### Text block
----

Almost every high school student in America knows about the compromise reached during the drafting of the U.S. Constitution resulting in enslaved people being counted as three-fifths of a person during the national census held every 10 years.

Even while white Southerners denied enslaved people in those states the rights guaranteed to citizens, they still demanded that the enslaved people’s bodies be counted in the census. The Southerners made this demand because the size of a state’s population determined how many representatives those states would be granted in Congress. The more representatives a state had, the greater the state’s power in the federal government.

The Northern states, seeing this ploy for what it was, resisted Southerners’ demand but, eventually, a compromise was reached where each enslaved body would be counted only as three-fifths of a person.

This is just another example of how white supremacists benefited from the use of black bodies while not providing one drop of benefit to the souls inhabiting those bodies. It also helps us to understand how black bodies currently are being used to enhance white supremacy in America.

----

### Records shown
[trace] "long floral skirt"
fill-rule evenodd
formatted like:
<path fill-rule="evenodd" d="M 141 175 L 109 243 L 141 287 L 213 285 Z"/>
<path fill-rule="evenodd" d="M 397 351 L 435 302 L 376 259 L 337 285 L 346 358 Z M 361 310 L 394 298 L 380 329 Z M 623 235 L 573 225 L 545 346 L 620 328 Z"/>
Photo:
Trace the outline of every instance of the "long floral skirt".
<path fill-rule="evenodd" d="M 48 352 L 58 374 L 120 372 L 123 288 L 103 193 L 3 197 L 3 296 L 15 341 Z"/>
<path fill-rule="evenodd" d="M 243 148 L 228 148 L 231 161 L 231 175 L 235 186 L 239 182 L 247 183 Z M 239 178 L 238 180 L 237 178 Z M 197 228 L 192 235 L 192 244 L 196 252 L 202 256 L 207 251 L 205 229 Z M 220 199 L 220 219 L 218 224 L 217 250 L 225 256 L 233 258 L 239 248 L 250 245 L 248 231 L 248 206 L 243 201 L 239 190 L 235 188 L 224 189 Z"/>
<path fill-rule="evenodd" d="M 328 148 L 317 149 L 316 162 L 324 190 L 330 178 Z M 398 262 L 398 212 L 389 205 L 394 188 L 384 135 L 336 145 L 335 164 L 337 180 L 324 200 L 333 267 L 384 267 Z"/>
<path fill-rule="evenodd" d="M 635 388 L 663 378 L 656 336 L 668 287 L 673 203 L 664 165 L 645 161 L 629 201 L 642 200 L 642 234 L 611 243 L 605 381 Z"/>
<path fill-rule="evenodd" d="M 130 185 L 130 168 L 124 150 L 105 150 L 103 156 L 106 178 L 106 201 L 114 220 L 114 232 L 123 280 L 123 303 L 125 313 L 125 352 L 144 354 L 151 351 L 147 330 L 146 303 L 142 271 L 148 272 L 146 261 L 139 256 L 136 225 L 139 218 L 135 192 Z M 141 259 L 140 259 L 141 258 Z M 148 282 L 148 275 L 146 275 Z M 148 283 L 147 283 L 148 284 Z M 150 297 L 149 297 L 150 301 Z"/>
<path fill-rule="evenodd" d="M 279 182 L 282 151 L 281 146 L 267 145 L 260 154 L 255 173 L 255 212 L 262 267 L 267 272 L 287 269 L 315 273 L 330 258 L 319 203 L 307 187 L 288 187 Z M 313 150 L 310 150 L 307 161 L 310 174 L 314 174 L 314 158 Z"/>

----

### Exercise requirements
1 – Answer these about the passage on the three-fifths compromise:
(a) How often is the national census held?
(b) What did the size of a state's population determine?
(c) Which states resisted the Southerners' demand?
2 – Extend the passage on the three-fifths compromise past its last sentence.
The material has nothing to do with the passage on the three-fifths compromise.

### Results of the tasks
1 –
(a) Every 10 years.
(b) How many representatives the state would be granted in Congress.
(c) The Northern states.

2 –
Today, significant numbers of prisons – where brown and black inmates from urban areas are incarcerated – are located in rural, predominantly white census tracts. And for years, these brown and black bodies have been used to inflate the census figures in order to enhance the political power of those rural white areas.

The practice of counting prisoners in the census tracts where they are incarcerated decreases the political power of the home communities of those prisoners and transfers that power to an alien community with diametrically opposed interests. This is what happens when an individual is removed from his urban home in a liberal Democratic district and incarcerated in a district that voted for a white supremacist like Donald Trump. The body of that inmate, who by incarceration is ineligible to vote, has now increased the population count in the conservative district while the count of his liberal home district has been reduced.

The body of the inmate of color, like the body of his or her enslaved ancestor, has been stolen in order to enhance the political power of his or her oppressor.

There are approximately 2.3 million Americans in prisons and jails today. It also has been reported that between 1970 and 2000, more than 1,100 prisons were built in the United States, with roughly 70 percent of those prisons being located in rural communities, mostly in conservative Southern states such as Florida, Georgia, Oklahoma and Texas.

Data collected by the Vera Institute of Justice shows that largely rural counties that voted for Donald Trump had a 53 percent higher jail admissions rate than those that voted for Hillary Clinton in the 2016 presidential election.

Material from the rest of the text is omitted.